> _Exercise data_

══════

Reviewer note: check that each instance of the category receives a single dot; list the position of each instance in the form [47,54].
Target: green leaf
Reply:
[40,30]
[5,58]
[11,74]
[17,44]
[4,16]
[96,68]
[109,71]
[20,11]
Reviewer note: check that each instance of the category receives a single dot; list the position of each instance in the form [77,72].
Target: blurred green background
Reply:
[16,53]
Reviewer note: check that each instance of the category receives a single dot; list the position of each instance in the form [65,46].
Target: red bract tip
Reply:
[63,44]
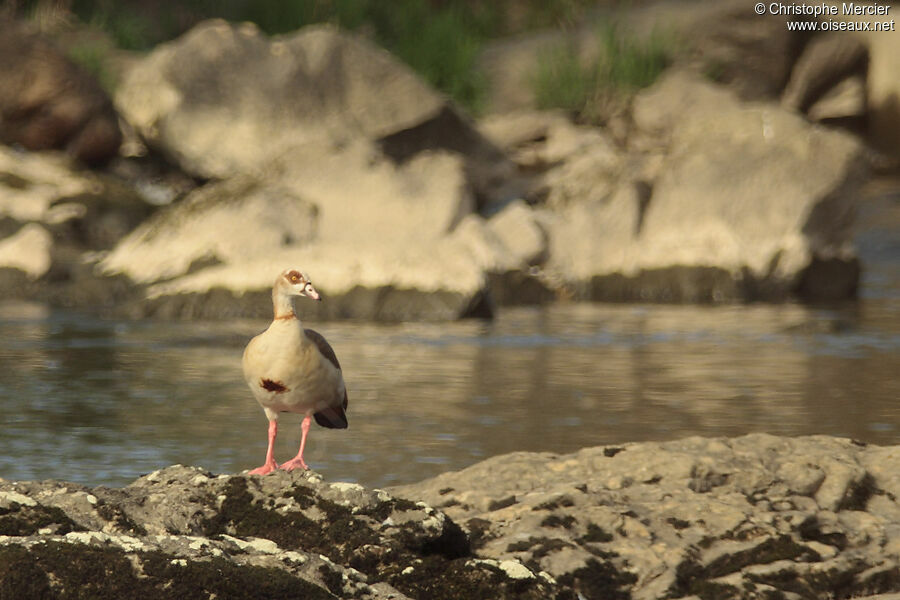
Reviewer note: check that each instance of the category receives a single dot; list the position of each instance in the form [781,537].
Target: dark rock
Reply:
[745,518]
[181,532]
[48,102]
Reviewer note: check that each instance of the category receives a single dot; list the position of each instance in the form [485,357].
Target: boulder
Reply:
[54,219]
[48,102]
[752,517]
[828,81]
[225,98]
[754,203]
[752,54]
[28,250]
[373,236]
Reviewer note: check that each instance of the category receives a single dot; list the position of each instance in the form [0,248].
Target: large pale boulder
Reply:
[54,218]
[374,237]
[750,202]
[226,98]
[49,102]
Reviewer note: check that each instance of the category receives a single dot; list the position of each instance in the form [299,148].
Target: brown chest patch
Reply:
[272,386]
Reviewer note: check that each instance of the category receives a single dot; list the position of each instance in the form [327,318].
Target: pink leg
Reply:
[297,462]
[270,464]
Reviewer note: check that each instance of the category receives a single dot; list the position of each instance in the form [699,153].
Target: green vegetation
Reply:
[92,57]
[440,39]
[623,64]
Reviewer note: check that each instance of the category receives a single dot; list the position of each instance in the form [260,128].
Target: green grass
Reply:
[624,65]
[440,39]
[561,81]
[92,58]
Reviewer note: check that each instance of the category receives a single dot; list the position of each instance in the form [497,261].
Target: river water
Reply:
[102,402]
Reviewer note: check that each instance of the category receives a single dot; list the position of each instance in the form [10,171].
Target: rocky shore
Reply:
[755,517]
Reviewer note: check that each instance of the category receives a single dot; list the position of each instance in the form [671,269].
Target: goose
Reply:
[292,369]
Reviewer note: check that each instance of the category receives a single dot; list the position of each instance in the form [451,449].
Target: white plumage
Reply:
[292,369]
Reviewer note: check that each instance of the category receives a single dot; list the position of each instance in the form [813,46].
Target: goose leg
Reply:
[297,462]
[270,464]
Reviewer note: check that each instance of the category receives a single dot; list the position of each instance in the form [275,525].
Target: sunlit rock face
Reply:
[324,123]
[746,518]
[320,149]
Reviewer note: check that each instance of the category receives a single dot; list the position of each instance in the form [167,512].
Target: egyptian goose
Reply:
[292,369]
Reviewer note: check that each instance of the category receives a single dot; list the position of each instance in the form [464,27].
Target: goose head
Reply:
[294,282]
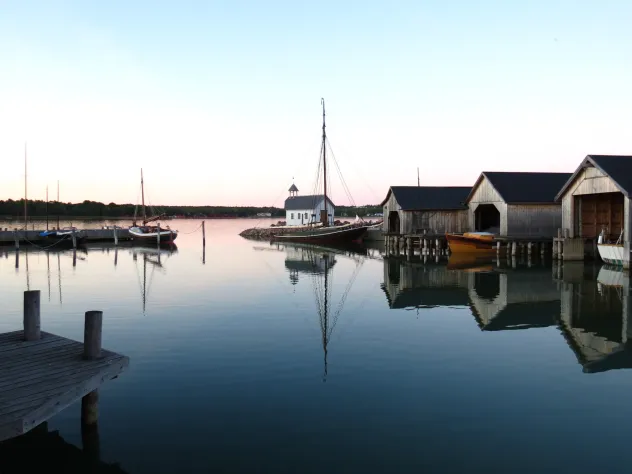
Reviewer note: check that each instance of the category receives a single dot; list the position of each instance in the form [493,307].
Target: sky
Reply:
[219,102]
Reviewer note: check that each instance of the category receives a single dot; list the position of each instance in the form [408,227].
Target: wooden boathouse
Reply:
[423,213]
[596,197]
[430,209]
[516,204]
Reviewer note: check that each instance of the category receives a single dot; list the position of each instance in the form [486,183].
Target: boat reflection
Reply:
[152,257]
[318,262]
[590,306]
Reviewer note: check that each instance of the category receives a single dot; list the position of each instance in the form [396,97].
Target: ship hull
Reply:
[329,235]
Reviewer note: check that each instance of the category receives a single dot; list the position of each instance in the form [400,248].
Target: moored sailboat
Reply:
[325,232]
[150,233]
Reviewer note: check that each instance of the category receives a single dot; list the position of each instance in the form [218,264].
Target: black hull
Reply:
[325,236]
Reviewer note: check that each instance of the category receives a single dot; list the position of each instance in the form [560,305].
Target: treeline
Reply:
[93,209]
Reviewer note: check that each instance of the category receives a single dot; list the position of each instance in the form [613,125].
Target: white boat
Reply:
[613,253]
[150,233]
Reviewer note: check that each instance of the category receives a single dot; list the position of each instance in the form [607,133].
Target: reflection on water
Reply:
[589,307]
[427,360]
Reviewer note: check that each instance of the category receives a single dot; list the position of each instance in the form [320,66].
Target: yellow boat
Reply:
[471,242]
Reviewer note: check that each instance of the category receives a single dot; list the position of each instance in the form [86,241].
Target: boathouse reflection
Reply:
[589,305]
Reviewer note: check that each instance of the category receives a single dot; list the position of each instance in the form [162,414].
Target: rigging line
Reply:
[366,183]
[342,179]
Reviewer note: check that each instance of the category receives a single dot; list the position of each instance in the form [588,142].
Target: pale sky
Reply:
[219,102]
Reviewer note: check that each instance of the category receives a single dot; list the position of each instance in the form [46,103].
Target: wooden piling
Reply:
[92,334]
[32,315]
[90,426]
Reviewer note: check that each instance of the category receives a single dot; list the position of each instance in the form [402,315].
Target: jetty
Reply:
[42,373]
[106,234]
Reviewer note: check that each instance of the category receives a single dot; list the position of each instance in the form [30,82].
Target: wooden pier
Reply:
[16,237]
[42,373]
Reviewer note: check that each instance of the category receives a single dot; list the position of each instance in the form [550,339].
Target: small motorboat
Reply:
[612,253]
[471,242]
[149,233]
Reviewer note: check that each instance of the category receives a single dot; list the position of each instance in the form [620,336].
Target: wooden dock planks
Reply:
[40,378]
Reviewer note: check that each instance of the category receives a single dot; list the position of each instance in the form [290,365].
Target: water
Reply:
[487,368]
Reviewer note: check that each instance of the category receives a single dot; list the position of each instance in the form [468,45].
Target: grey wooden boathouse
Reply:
[433,209]
[596,197]
[516,204]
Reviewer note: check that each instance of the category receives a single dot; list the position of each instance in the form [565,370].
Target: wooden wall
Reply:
[589,181]
[412,222]
[485,193]
[533,220]
[434,222]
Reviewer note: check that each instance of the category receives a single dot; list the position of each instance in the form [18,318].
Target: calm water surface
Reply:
[251,357]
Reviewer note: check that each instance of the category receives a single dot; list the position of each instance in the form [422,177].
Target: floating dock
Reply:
[19,236]
[42,373]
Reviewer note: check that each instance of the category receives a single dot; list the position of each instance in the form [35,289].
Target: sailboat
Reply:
[150,233]
[325,232]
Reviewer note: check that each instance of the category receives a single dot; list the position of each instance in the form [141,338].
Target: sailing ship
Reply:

══════

> _Task item_
Give the data again exactly as written, with all pictures left out.

> _Answer to this problem_
Reviewer note: check that each instance of the category receives a single dot; list the position of each instance in the form [47,54].
Target: green leaf
Reply:
[40,30]
[5,58]
[11,74]
[17,44]
[4,16]
[96,68]
[109,71]
[20,11]
Reviewer note: check that each instance of the category receives a single dot; list the position of each instance in the form [77,72].
Target: blurred green background
Reply:
[16,53]
Reviewer note: check that each instance of the category receives a single dot; list the position of each instance in the form [65,46].
Target: red bract tip
Reply:
[63,44]
Reviewer note: check that each instance of the category receives a single dot; list the position of each instance in the form [781,537].
Target: dark rock
Reply:
[745,518]
[181,532]
[48,102]
Reviewer note: check that each instance of the category receives a single dot; list the position of each instance in the form [485,357].
Target: boulder
Reply:
[54,219]
[48,102]
[752,517]
[828,81]
[225,98]
[754,203]
[752,54]
[28,250]
[373,236]
Reviewer note: check that each instance of the category receives a single dot; list the position of each instance in the form [0,248].
Target: large pale boulder
Reply:
[54,218]
[374,237]
[750,202]
[226,98]
[49,102]
Reviewer note: check that each instance of the category receives a single dot; list the position of each instance in the form [299,148].
Target: brown chest patch
Reply:
[272,386]
Reviewer note: check that each instance of the category receives a single dot; list the position of each instance in the form [327,318].
Target: pink leg
Reply:
[297,462]
[270,464]
Reviewer note: check that each instance of the category receives a single dot; list the position of each instance in the form [699,153].
Target: green vegetation
Reply:
[92,57]
[440,39]
[623,64]
Reviewer note: check that each instance of the category receives a single dot; list the position of each instance in the form [260,128].
Target: green grass
Reply:
[624,65]
[440,39]
[561,81]
[92,58]
Reviewer note: check that each instance of the category receives a single dot; list the position of each instance in the form [497,261].
Target: river water
Reply:
[102,402]
Reviewer note: check that each instance of the category receives a single dot; list the position of each instance in the form [10,171].
Target: rocky shore
Reply:
[755,517]
Reviewer note: check that each instance of the category receives a single dot; list the position of each instance in the form [671,269].
Target: goose
Reply:
[292,369]
Reviewer note: check that each instance of the category receives a single dot; list the position of each instance in the form [451,449].
Target: white plumage
Reply:
[292,369]
Reviewer note: check that each instance of the category receives a single dot; list the position of each instance in the form [813,46].
Target: goose leg
Reply:
[297,462]
[270,464]
Reviewer note: check that each instance of the category receives a single dot; list the position of each instance in the form [275,525].
Target: sunlit rock face
Reply:
[324,123]
[746,518]
[320,149]
Reviewer note: check that each instance of the category receives a single dot; list the position of each instance in the form [167,512].
Target: egyptian goose
Reply:
[292,369]
Reviewer note: check that each instance of the category receives a single dot; list the position of each instance in the form [464,27].
Target: goose head
Reply:
[294,282]
Reviewer note: check that each instance of the category receives a single dot; list the position of each instance in the form [493,307].
Target: sky
Reply:
[219,102]
Reviewer note: check that each instance of the category receives a single dot; list the position of each instance in the form [408,227].
Target: wooden boathouse
Reply:
[423,213]
[596,197]
[430,209]
[516,204]
Reviewer note: check that each instance of the category receives a single dot; list the position of each instance in the form [486,183].
Target: boat reflection
Reply:
[152,257]
[318,262]
[590,306]
Reviewer note: check that each instance of the category receives a single dot; list the position of each instance in the form [396,97].
Target: ship hull
Reply:
[329,235]
Reviewer note: check that each instance of the category receives a single dot; list the position of each instance in the form [400,248].
Target: moored sailboat
Reply:
[325,232]
[150,233]
Reviewer note: check that each instance of the category receives a single dot; list the position of each instance in the form [218,264].
Target: black hull
Reply:
[325,236]
Reviewer note: check that each instance of the category receives a single dot; list the position of each instance in the form [560,305].
Target: treeline
Reply:
[93,209]
Reviewer note: check that each instance of the category receives a single dot; list the position of each instance in the form [613,125].
Target: white boat
Reply:
[613,253]
[150,233]
Reviewer note: check that each instance of the category receives a single dot; list the position of each instance in the form [607,133].
Target: reflection on water
Reply:
[589,307]
[427,360]
Reviewer note: check that each instance of the category receives a single dot; list the position of each instance in the form [320,66].
Target: yellow boat
Reply:
[471,242]
Reviewer note: check that each instance of the category receives a single dot; list the position of each instance in the form [86,241].
Target: boathouse reflection
Reply:
[589,305]
Reviewer note: check that each instance of the category receives a single dot; list the position of each instance in the form [162,414].
Target: rigging line
Reply:
[366,183]
[342,179]
Reviewer note: check that each instance of the category receives a single dot; list the position of each instance in the form [588,142].
Target: pale sky
Reply:
[219,102]
Reviewer note: check that each instance of the category receives a single dot; list the position of each instance in the form [46,103].
Target: wooden piling
Reply:
[92,334]
[32,315]
[90,426]
Reviewer note: check that each instance of the category receives a single dot; list the position of each instance in the form [402,315].
Target: jetty
Reply:
[42,373]
[106,234]
Reviewer note: check that each instance of the category receives a single dot; list the position of each instance in the form [30,82].
Target: wooden pier
Reply:
[16,237]
[42,373]
Reviewer note: check that each instance of the category receives a single dot; list the position of each instance in the form [550,339].
Target: small motorboat
Reply:
[612,253]
[471,242]
[149,233]
Reviewer note: check that each instance of the category receives a single dot; list the position of each instance in the form [620,336].
Target: wooden dock planks
Reply:
[40,378]
Reviewer note: check that each instance of the category receives a single dot; list the position of each instance in the form [290,365].
Target: water
Reply:
[487,368]
Reviewer note: check that each instance of the category receives a single dot; list the position of each instance in the form [468,45].
Target: grey wooden boathouse
Reply:
[433,209]
[596,197]
[516,204]
Reviewer note: check that each instance of the category receives a single dot; list the position of each instance in the form [565,370].
Target: wooden wall
Reply:
[589,181]
[412,222]
[485,193]
[533,220]
[434,222]
Reviewer note: check that each instance of the category receives a single dot; list the position of each instance in the form [18,318].
Target: calm water surface
Reply:
[251,357]
Reviewer note: check that each instance of the category receives a single dot; list the position of each instance in the form [422,177].
Target: floating dock
Reply:
[19,236]
[42,373]
Reviewer note: check that each instance of the category receives a single dot; list the position of each instance in the form [35,289].
Target: sailboat
Reply:
[150,233]
[325,232]
Reviewer note: check that each instance of the category receives a single dot; list the position of each instance in the form [141,338].
Target: sailing ship
Reply:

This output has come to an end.